Raw data:

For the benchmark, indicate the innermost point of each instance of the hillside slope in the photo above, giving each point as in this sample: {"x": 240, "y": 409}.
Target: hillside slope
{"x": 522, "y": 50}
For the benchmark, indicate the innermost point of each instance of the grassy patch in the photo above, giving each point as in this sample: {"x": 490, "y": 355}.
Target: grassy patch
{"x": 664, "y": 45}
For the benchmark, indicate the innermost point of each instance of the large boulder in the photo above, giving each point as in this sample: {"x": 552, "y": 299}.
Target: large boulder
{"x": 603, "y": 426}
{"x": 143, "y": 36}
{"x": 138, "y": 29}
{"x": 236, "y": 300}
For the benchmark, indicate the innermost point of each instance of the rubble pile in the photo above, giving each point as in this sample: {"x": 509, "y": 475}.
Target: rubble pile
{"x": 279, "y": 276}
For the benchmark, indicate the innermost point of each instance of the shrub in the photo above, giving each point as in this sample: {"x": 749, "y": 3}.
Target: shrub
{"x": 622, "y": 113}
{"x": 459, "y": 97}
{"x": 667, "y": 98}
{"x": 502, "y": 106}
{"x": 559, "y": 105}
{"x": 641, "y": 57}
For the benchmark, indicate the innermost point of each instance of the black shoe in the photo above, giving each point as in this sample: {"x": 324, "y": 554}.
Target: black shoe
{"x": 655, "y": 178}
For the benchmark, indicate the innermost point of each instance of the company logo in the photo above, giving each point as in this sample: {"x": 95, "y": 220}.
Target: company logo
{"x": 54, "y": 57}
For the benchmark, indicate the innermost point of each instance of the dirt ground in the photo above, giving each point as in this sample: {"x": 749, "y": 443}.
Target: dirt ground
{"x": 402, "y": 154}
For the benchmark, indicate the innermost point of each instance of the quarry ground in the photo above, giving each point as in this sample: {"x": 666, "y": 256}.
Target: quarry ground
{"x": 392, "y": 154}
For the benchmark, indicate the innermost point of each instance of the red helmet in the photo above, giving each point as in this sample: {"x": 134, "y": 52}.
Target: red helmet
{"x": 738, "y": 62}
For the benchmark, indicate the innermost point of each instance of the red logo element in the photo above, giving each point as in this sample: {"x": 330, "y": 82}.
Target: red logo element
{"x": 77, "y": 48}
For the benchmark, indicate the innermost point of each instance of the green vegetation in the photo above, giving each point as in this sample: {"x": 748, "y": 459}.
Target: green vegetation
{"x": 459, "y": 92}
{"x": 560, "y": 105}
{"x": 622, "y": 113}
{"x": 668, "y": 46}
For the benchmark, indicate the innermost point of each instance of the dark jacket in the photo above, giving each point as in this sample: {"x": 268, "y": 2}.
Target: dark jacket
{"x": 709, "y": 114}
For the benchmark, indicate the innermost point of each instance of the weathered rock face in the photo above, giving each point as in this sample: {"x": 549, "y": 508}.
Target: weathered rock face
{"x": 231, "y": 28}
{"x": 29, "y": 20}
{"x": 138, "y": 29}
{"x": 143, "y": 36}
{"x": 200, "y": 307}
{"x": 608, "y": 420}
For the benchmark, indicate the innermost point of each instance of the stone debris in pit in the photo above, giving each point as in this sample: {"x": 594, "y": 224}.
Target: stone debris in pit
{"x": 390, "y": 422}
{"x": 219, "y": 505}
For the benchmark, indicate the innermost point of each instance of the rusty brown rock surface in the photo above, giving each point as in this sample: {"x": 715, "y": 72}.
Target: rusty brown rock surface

Work instructions: Reproduce the records in full, exactly as written.

Written solution:
For the benchmark, indicate the innermost point of each instance of the hillside slope in the photo above, giving each point as in this sample: {"x": 240, "y": 409}.
Target: hillside slope
{"x": 522, "y": 50}
For the benchmark, indicate the innermost point of each instance of the grassy patch in the photo above, giving each point as in this sample: {"x": 490, "y": 355}.
Target: grassy patch
{"x": 664, "y": 45}
For the benchmark, indicate the innermost point of each instance of the large boulder in the photo above, giving each point as in this sample: {"x": 552, "y": 299}.
Target: large boulder
{"x": 603, "y": 426}
{"x": 143, "y": 36}
{"x": 138, "y": 29}
{"x": 236, "y": 300}
For the benchmark, indicate the innermost point of each instance of the rubble pile in the photo above, giving each point as in this sample: {"x": 509, "y": 475}.
Target: rubble pile
{"x": 279, "y": 276}
For the benchmark, indicate the innermost point of each instance of the shrub in the photo above, giving each point as in this sample: {"x": 749, "y": 3}.
Target: shrub
{"x": 622, "y": 113}
{"x": 459, "y": 97}
{"x": 667, "y": 98}
{"x": 502, "y": 106}
{"x": 559, "y": 105}
{"x": 641, "y": 57}
For the benchmark, indicate the innermost point of each instance of the black shoe in the photo above, giving each point as in this sample: {"x": 324, "y": 554}.
Target: black shoe
{"x": 655, "y": 178}
For the benchmark, indicate the innermost point of each instance of the company logo in the photo above, giving each point as in this sample: {"x": 95, "y": 220}.
Target: company logo
{"x": 54, "y": 57}
For the benchmark, indicate the innermost point of each instance of the dirt ground in the photo above, giving each point as in this sample: {"x": 749, "y": 443}.
Target: dirt ground
{"x": 402, "y": 154}
For the benchmark, indicate the innermost point of each instance of the quarry ground in the photo above, giving each point as in this sample: {"x": 666, "y": 256}.
Target: quarry ground
{"x": 392, "y": 154}
For the benchmark, indicate the innermost point of each instance of the red helmet in the photo above, giving each point as in this sample: {"x": 134, "y": 52}.
Target: red helmet
{"x": 738, "y": 62}
For the benchmark, indicate the innermost point of each instance of the red logo element in the photo above, giving each point as in this sample: {"x": 330, "y": 82}.
Target: red logo element
{"x": 77, "y": 48}
For the benchmark, indicate the innermost point of each instance of the green vegetation in the photo above, giving each point as in this sample: {"x": 748, "y": 459}.
Target: green vegetation
{"x": 459, "y": 92}
{"x": 560, "y": 105}
{"x": 622, "y": 113}
{"x": 668, "y": 46}
For the benchmark, indicate the innermost point of each instance of the dark jacket in the photo above, giving each point as in this sample: {"x": 268, "y": 2}.
Target: dark jacket
{"x": 709, "y": 114}
For the benchmark, indicate the innermost point of each instance of the weathered rock face in the photo above, giving each point as in this sample: {"x": 549, "y": 508}.
Target: weathered rock face
{"x": 231, "y": 28}
{"x": 29, "y": 20}
{"x": 138, "y": 29}
{"x": 143, "y": 36}
{"x": 200, "y": 307}
{"x": 608, "y": 420}
For the benchmark, indicate the innermost point of each instance of the stone debris in pit in the photo above, giving each point as in this sample: {"x": 594, "y": 224}.
Target: stone debris in pit
{"x": 390, "y": 422}
{"x": 219, "y": 505}
For the benchmark, indicate the innermost point of each instance of the rusty brown rock surface in the photo above, giving each point as in this sample: {"x": 715, "y": 72}.
Target: rusty brown rock surface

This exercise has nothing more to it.